_Problem:_ Count the lines in the listing below that contain the word "tower", and reply with that number alone.

_Supplied information:_

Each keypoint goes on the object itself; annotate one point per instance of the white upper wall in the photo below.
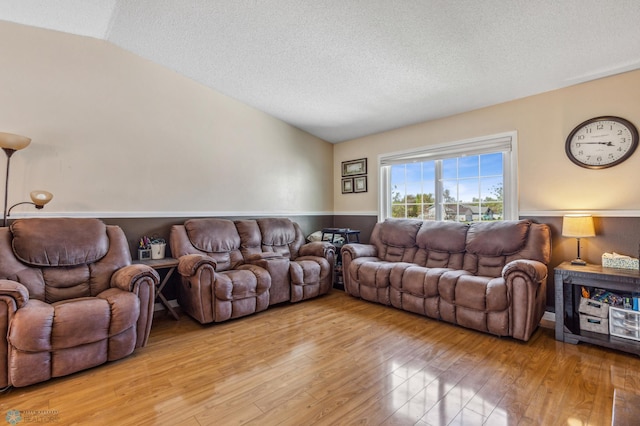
(549, 182)
(117, 135)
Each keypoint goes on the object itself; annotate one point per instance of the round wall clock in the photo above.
(602, 142)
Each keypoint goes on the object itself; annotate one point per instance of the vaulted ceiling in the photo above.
(342, 69)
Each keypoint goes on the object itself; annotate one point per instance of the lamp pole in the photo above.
(9, 152)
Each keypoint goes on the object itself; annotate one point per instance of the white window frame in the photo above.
(507, 143)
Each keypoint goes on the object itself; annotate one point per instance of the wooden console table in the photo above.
(568, 282)
(167, 263)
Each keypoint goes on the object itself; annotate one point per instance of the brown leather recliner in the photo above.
(487, 276)
(69, 298)
(232, 269)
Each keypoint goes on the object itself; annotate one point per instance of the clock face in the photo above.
(602, 142)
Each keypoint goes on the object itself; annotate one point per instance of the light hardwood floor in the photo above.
(336, 360)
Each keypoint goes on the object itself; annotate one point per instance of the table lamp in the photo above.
(578, 226)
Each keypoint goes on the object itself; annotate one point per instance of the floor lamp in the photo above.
(11, 143)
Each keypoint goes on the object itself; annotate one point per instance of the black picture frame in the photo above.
(347, 185)
(354, 167)
(360, 184)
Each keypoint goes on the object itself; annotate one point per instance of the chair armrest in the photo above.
(188, 264)
(252, 258)
(317, 248)
(526, 282)
(14, 290)
(356, 250)
(129, 277)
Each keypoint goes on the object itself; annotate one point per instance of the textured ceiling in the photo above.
(341, 69)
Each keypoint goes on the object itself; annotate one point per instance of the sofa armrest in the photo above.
(526, 282)
(252, 258)
(142, 281)
(130, 277)
(317, 248)
(189, 264)
(356, 250)
(15, 291)
(536, 271)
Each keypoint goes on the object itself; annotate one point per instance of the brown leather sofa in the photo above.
(69, 298)
(487, 276)
(230, 269)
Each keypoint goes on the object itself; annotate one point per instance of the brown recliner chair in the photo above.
(69, 298)
(231, 269)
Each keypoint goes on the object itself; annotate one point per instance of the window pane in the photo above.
(449, 191)
(468, 190)
(450, 168)
(468, 166)
(491, 164)
(469, 187)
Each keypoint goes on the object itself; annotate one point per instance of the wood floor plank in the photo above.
(337, 360)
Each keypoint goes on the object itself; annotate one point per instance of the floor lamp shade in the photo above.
(13, 142)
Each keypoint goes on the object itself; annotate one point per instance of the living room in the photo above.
(118, 137)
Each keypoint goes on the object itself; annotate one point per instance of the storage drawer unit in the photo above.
(624, 323)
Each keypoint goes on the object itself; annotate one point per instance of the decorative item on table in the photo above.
(158, 246)
(578, 226)
(144, 248)
(621, 261)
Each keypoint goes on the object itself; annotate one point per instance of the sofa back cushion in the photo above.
(441, 244)
(217, 238)
(395, 239)
(270, 235)
(491, 245)
(62, 258)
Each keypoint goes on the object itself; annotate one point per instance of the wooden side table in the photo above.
(171, 264)
(568, 282)
(350, 236)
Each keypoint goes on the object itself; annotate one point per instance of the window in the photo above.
(466, 181)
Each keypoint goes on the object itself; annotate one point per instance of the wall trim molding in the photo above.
(127, 215)
(149, 214)
(600, 213)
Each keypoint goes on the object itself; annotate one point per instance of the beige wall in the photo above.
(117, 135)
(549, 182)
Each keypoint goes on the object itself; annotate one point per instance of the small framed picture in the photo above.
(347, 185)
(144, 254)
(360, 184)
(354, 167)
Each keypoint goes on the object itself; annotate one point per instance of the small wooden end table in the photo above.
(171, 264)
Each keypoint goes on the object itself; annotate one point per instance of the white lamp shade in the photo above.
(578, 226)
(40, 198)
(11, 141)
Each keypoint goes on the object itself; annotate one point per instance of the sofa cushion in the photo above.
(499, 238)
(212, 235)
(218, 238)
(441, 244)
(59, 241)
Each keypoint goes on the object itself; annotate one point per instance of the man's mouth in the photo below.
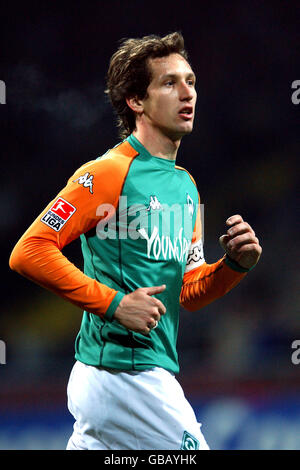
(186, 112)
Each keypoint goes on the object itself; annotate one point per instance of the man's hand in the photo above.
(139, 311)
(240, 242)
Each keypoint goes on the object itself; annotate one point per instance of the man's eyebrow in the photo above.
(175, 75)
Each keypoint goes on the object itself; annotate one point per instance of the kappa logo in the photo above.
(189, 442)
(154, 204)
(58, 214)
(86, 180)
(191, 205)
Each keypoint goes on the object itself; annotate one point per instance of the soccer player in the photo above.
(138, 217)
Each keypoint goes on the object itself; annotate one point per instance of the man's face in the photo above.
(171, 96)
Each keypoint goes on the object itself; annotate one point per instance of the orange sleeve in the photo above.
(203, 283)
(37, 255)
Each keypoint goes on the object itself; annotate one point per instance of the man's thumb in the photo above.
(155, 289)
(223, 240)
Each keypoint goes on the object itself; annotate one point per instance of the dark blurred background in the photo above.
(236, 354)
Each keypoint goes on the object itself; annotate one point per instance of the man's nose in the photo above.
(187, 92)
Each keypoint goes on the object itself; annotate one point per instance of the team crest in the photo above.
(154, 204)
(189, 442)
(191, 205)
(86, 180)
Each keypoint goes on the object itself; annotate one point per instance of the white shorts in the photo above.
(128, 410)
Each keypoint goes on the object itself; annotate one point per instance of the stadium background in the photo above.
(235, 355)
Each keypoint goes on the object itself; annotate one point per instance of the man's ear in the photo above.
(135, 104)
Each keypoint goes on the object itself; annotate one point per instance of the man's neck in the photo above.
(158, 144)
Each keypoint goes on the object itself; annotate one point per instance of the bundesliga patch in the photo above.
(189, 442)
(58, 214)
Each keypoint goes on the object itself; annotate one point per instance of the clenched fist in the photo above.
(240, 242)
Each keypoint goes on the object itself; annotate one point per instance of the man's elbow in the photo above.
(16, 260)
(19, 260)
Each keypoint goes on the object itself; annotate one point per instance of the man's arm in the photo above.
(38, 256)
(203, 283)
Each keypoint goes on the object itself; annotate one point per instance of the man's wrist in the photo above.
(236, 266)
(109, 315)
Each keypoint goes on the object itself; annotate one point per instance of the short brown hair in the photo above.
(129, 74)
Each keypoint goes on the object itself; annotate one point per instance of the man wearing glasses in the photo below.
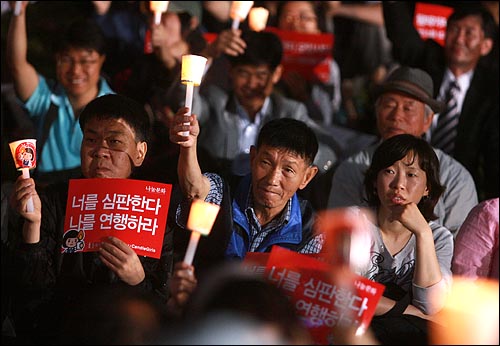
(55, 107)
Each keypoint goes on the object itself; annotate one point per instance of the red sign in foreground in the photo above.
(430, 21)
(319, 302)
(134, 211)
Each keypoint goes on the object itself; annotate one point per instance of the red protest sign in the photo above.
(307, 54)
(430, 21)
(134, 211)
(321, 303)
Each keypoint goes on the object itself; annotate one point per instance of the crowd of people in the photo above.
(403, 131)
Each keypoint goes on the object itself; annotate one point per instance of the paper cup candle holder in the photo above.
(158, 7)
(239, 11)
(201, 219)
(24, 155)
(257, 18)
(192, 68)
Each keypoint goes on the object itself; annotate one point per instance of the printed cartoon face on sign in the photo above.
(73, 241)
(24, 153)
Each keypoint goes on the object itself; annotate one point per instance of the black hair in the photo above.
(487, 21)
(396, 148)
(290, 134)
(263, 48)
(82, 33)
(115, 106)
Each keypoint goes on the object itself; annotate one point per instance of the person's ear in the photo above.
(141, 150)
(486, 46)
(311, 172)
(278, 72)
(253, 154)
(428, 121)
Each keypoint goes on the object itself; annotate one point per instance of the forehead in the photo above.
(471, 20)
(410, 159)
(400, 97)
(78, 52)
(108, 126)
(297, 6)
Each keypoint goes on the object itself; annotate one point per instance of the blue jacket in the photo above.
(294, 235)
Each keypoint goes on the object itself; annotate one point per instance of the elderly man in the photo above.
(265, 209)
(404, 104)
(115, 134)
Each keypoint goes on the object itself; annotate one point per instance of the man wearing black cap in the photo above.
(404, 104)
(469, 130)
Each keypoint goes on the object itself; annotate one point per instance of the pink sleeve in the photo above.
(476, 245)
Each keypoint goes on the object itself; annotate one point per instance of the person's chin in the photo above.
(102, 174)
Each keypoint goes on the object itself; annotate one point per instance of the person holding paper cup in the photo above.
(55, 107)
(263, 211)
(231, 118)
(116, 131)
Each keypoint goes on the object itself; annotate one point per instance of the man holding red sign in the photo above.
(115, 133)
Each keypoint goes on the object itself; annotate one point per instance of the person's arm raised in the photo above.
(191, 180)
(23, 73)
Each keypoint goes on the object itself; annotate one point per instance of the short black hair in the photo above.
(115, 106)
(82, 33)
(396, 148)
(487, 21)
(263, 48)
(290, 134)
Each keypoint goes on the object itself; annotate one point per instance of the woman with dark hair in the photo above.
(410, 253)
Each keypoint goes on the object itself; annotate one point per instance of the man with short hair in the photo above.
(265, 209)
(55, 107)
(115, 134)
(471, 136)
(404, 104)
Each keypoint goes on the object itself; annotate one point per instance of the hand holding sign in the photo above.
(24, 155)
(201, 219)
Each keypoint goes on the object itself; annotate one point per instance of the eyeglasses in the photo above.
(66, 61)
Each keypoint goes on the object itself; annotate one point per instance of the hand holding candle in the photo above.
(24, 155)
(192, 68)
(201, 219)
(158, 7)
(239, 11)
(257, 18)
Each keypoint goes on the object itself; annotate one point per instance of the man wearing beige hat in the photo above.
(404, 104)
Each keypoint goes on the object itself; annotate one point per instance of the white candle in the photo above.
(257, 18)
(17, 8)
(239, 11)
(158, 7)
(192, 68)
(193, 244)
(202, 216)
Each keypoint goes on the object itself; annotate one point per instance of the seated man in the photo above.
(115, 133)
(231, 120)
(476, 250)
(265, 209)
(404, 104)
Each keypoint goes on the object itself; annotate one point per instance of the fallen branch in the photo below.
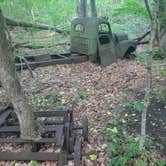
(143, 42)
(38, 26)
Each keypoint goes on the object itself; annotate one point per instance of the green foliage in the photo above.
(158, 54)
(136, 105)
(123, 148)
(142, 56)
(131, 7)
(160, 162)
(163, 71)
(162, 93)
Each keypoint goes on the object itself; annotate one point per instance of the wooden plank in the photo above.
(4, 115)
(26, 156)
(59, 136)
(19, 140)
(15, 129)
(50, 113)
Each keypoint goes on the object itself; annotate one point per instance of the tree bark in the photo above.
(78, 12)
(30, 25)
(93, 8)
(30, 129)
(83, 8)
(154, 26)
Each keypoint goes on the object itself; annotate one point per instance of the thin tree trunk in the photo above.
(83, 8)
(153, 19)
(162, 22)
(78, 12)
(93, 8)
(30, 129)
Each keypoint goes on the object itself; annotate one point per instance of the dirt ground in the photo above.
(95, 91)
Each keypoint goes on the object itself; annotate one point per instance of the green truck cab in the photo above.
(93, 37)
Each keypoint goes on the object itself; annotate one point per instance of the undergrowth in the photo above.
(124, 147)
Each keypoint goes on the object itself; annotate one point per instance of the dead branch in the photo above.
(28, 66)
(143, 42)
(38, 26)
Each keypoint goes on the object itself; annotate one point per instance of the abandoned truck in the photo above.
(93, 37)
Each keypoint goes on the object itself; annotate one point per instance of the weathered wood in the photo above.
(38, 26)
(70, 60)
(10, 82)
(16, 129)
(26, 156)
(21, 141)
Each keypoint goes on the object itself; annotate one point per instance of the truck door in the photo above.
(106, 48)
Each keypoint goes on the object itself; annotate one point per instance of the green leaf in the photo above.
(92, 157)
(32, 163)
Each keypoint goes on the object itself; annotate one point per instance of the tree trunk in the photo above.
(153, 35)
(93, 8)
(78, 12)
(30, 129)
(83, 8)
(162, 22)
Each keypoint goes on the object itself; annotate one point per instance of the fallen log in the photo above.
(38, 26)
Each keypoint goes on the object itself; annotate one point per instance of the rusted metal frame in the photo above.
(39, 114)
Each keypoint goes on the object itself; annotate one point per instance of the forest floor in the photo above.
(95, 91)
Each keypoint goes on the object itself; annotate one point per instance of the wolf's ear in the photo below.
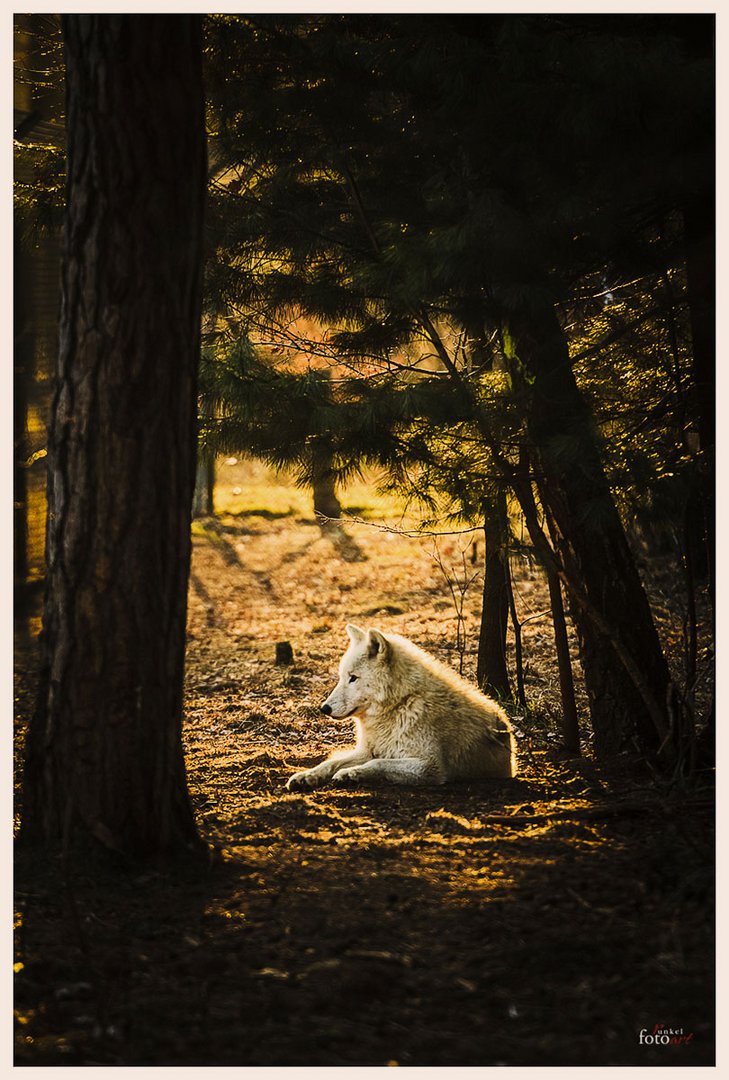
(377, 645)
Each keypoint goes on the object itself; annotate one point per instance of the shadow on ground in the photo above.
(361, 928)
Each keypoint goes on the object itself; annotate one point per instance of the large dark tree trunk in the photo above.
(700, 228)
(105, 756)
(491, 672)
(611, 616)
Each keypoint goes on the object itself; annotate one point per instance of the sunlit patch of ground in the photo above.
(538, 921)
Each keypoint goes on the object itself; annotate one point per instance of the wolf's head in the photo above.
(363, 674)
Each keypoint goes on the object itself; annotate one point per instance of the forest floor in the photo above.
(544, 920)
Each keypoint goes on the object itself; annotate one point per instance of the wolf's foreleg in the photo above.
(394, 770)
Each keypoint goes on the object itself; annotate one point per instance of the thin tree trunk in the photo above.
(203, 501)
(568, 724)
(104, 755)
(23, 354)
(518, 659)
(594, 549)
(326, 502)
(491, 672)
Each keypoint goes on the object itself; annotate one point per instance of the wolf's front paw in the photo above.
(302, 781)
(346, 777)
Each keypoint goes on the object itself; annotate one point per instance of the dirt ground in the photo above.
(544, 920)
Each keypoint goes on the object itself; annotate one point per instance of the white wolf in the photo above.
(417, 721)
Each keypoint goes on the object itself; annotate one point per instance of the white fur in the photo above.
(417, 721)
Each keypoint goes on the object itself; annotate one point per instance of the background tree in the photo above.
(104, 753)
(392, 194)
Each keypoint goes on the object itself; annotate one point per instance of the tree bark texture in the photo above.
(491, 672)
(105, 755)
(22, 364)
(592, 541)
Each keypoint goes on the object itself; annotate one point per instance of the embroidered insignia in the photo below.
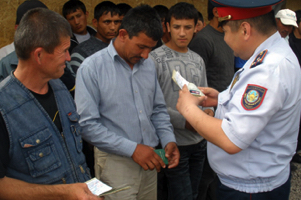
(236, 78)
(253, 97)
(258, 60)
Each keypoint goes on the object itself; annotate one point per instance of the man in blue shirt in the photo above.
(122, 108)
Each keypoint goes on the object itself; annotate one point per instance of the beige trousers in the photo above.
(119, 171)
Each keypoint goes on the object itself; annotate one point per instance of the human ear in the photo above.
(95, 22)
(38, 55)
(245, 28)
(168, 27)
(123, 34)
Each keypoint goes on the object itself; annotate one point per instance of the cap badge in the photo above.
(228, 17)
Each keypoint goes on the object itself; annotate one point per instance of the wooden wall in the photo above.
(8, 11)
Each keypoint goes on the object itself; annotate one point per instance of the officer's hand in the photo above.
(172, 154)
(211, 94)
(186, 100)
(80, 191)
(147, 158)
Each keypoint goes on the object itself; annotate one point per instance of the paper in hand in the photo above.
(180, 81)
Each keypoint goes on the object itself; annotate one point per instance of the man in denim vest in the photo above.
(41, 147)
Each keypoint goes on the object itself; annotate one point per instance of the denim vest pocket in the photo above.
(76, 130)
(40, 153)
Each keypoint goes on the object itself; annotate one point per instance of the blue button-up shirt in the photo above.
(121, 107)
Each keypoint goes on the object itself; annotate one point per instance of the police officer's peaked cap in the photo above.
(242, 9)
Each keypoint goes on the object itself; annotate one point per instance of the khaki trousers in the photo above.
(119, 171)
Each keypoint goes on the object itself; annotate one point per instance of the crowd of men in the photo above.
(78, 102)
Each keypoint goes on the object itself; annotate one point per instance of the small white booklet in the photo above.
(180, 81)
(99, 188)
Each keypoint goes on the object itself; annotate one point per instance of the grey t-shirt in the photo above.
(191, 66)
(217, 55)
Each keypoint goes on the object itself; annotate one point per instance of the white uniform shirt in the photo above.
(260, 115)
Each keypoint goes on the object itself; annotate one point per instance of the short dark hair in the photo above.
(210, 10)
(40, 27)
(182, 10)
(124, 8)
(27, 5)
(200, 17)
(143, 19)
(71, 6)
(264, 24)
(162, 11)
(105, 7)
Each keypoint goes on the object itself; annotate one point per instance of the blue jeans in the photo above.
(183, 180)
(280, 193)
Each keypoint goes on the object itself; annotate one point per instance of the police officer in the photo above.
(253, 136)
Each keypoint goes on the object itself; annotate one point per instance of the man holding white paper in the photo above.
(122, 108)
(173, 56)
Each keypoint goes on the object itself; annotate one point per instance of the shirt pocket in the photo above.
(223, 101)
(40, 153)
(76, 130)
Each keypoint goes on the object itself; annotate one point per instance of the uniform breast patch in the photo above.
(259, 59)
(253, 97)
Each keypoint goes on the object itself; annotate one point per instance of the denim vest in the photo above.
(38, 152)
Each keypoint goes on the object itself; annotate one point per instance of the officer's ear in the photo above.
(245, 29)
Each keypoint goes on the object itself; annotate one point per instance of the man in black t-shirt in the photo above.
(40, 141)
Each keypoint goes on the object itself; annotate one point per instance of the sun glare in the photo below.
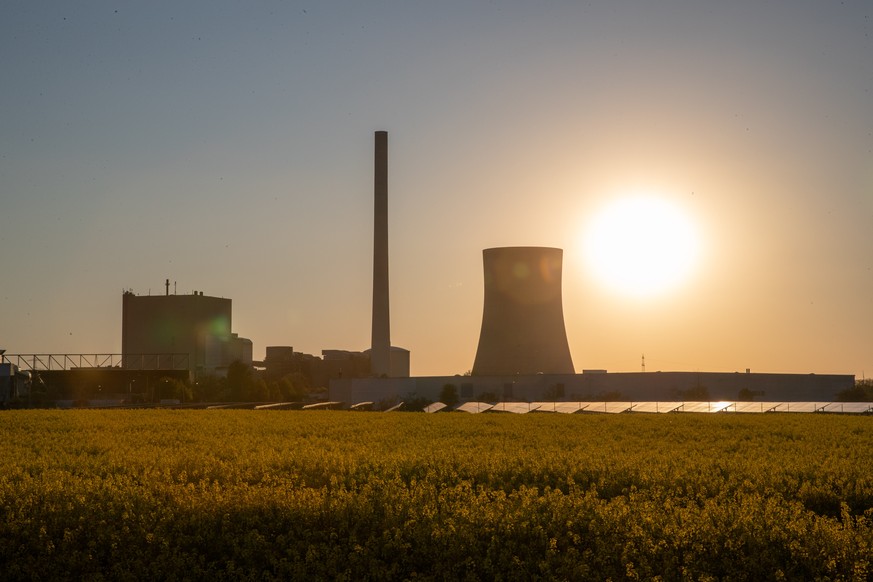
(641, 246)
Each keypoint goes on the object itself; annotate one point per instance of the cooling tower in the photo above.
(380, 346)
(523, 318)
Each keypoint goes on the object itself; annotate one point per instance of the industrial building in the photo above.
(523, 315)
(163, 327)
(523, 354)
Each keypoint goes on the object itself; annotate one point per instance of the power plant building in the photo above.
(523, 316)
(385, 360)
(165, 328)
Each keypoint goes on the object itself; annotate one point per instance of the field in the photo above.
(156, 494)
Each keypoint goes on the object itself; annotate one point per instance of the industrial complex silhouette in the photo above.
(522, 356)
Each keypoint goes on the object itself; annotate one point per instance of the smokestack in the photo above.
(380, 349)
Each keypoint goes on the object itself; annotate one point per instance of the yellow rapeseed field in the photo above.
(152, 494)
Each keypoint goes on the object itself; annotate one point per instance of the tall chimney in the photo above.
(380, 349)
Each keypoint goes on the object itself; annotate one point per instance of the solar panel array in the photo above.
(666, 407)
(653, 407)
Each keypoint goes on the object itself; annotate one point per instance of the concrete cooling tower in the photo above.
(523, 317)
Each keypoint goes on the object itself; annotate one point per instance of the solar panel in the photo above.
(569, 407)
(435, 407)
(544, 406)
(608, 407)
(803, 406)
(322, 405)
(514, 407)
(277, 405)
(707, 407)
(848, 407)
(757, 407)
(474, 407)
(655, 407)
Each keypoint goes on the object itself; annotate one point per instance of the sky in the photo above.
(228, 146)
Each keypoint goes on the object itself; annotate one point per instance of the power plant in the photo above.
(523, 316)
(160, 327)
(523, 355)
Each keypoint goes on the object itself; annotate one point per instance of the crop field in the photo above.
(152, 494)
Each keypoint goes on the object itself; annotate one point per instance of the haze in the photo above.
(228, 147)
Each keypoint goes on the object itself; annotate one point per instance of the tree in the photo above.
(449, 395)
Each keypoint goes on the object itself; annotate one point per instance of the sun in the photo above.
(641, 246)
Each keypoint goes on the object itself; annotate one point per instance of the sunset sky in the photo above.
(228, 146)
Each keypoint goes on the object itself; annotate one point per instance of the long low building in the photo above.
(598, 385)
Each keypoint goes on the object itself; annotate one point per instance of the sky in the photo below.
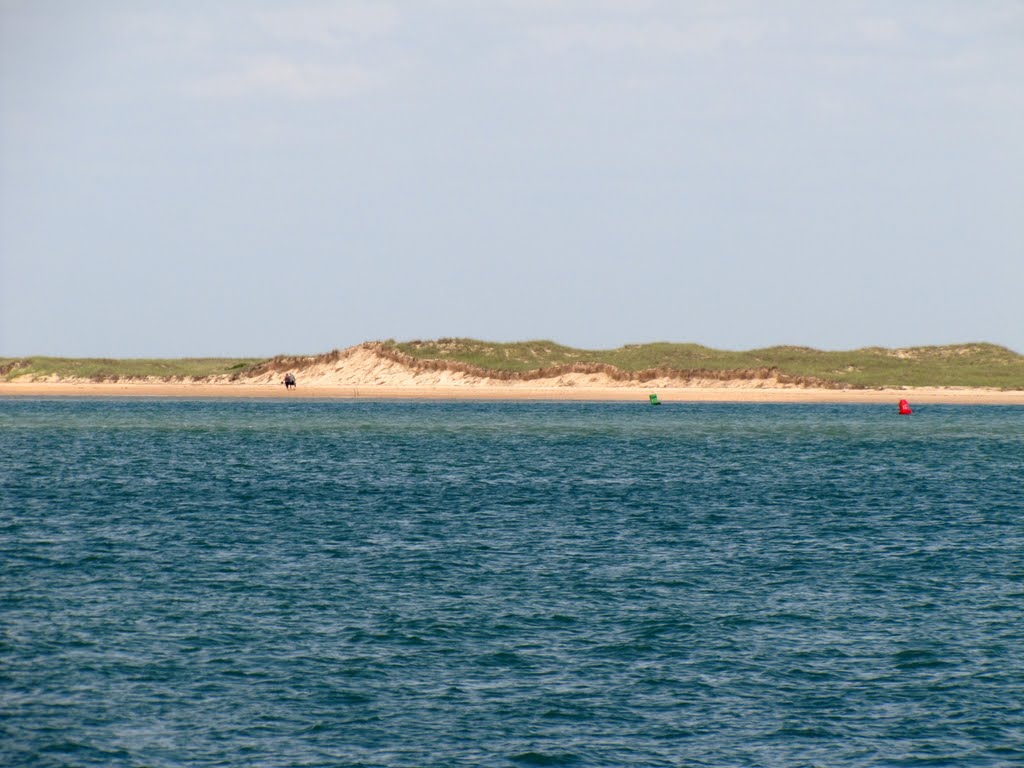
(245, 177)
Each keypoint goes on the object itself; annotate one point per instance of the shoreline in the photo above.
(947, 395)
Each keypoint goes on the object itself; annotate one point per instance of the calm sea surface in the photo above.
(272, 583)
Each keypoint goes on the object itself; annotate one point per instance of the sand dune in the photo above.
(363, 372)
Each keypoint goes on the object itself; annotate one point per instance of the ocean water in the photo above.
(272, 583)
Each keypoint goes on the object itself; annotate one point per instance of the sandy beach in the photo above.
(725, 393)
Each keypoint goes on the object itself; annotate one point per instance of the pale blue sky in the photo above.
(248, 178)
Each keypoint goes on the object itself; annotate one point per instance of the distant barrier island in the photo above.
(445, 361)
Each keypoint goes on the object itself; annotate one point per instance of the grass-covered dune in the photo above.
(99, 369)
(976, 365)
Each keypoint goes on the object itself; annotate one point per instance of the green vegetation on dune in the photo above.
(98, 369)
(955, 365)
(976, 365)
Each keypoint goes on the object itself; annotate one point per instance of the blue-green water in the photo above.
(441, 584)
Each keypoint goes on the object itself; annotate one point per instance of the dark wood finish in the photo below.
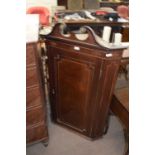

_Worked answer:_ 2